··· DOCUMENT SECTION ···
In a recent radio interview, I mentioned that “we’re not seeing the cracks in the walls of the system” in rural America. “We’re seeing the absence of walls.” I believe that this states the problem correctly, which is that rural healthcare systems are in some areas simply weak but in other areas non-existent. To move forward properly we will need to strengthen rural healthcare systems where they exist and build new systems where there are none. We will also, for the sake of being more prepared for the next pandemic, need to make these repairs with both a rural and a national view. If we do it right, we can begin to build the trust in our larger healthcare system that will be necessary to keep us strong.
To do this, however, will require a new approach. For one, any building should be done with the goal of integration in mind. Rural America is home to 60 million people, and for a solution to be all-encompassing it will need to include national, regional and above all local participation. As I noted, rural Americans tend to trust their own physicians most in giving medical advice. I’ve written before about what I believe has been an ineffective national messaging campaign to rural Americans about the COVID-19 pandemic. I’ll also state in a different way something else I’ve written about, which is that without rural representation in any rebuilding or communication effort there is likely to be a continued sense in rural places that our largest institutions in healthcare simply do not see us. The result will be more of the same theme – a failing system, a lack of trust, and a weaker nation.
··· DATA RECORDS ···
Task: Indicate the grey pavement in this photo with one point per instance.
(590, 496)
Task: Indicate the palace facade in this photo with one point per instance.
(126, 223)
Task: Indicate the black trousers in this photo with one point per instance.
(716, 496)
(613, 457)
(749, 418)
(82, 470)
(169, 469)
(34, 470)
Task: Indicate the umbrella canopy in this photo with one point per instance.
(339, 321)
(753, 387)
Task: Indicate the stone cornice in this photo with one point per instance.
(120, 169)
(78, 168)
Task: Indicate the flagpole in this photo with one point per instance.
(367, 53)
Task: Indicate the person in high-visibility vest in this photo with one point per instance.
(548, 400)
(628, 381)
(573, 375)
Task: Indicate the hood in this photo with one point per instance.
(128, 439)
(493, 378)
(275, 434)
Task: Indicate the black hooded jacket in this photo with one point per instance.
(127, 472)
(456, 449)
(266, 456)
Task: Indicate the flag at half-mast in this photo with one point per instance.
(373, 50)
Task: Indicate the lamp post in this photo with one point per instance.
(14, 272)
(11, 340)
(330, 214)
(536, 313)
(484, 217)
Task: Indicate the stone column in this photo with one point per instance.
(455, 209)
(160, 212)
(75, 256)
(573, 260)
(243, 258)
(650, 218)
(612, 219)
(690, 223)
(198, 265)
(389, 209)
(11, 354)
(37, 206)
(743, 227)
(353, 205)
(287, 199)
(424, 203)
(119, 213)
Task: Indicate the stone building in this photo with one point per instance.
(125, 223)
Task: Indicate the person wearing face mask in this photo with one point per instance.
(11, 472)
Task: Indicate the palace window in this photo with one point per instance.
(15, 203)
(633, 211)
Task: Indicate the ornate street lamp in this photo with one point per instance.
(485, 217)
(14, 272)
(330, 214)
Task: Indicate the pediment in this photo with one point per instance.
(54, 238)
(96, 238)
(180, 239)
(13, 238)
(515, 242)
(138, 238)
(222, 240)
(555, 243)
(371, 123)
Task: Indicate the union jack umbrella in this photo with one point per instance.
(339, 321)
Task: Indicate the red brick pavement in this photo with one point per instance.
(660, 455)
···
ASSIGNMENT: Reproduce, word for word, the stretch of the rural healthcare passage from "In a recent" through "keep us strong.".

ANSWER SECTION:
In a recent radio interview, I mentioned that “we’re not seeing the cracks in the walls of the system” in rural America. “We’re seeing the absence of walls.” I believe that this states the problem correctly, which is that rural healthcare systems are in some areas simply weak but in other areas non-existent. To move forward properly we will need to strengthen rural healthcare systems where they exist and build new systems where there are none. We will also, for the sake of being more prepared for the next pandemic, need to make these repairs with both a rural and a national view. If we do it right, we can begin to build the trust in our larger healthcare system that will be necessary to keep us strong.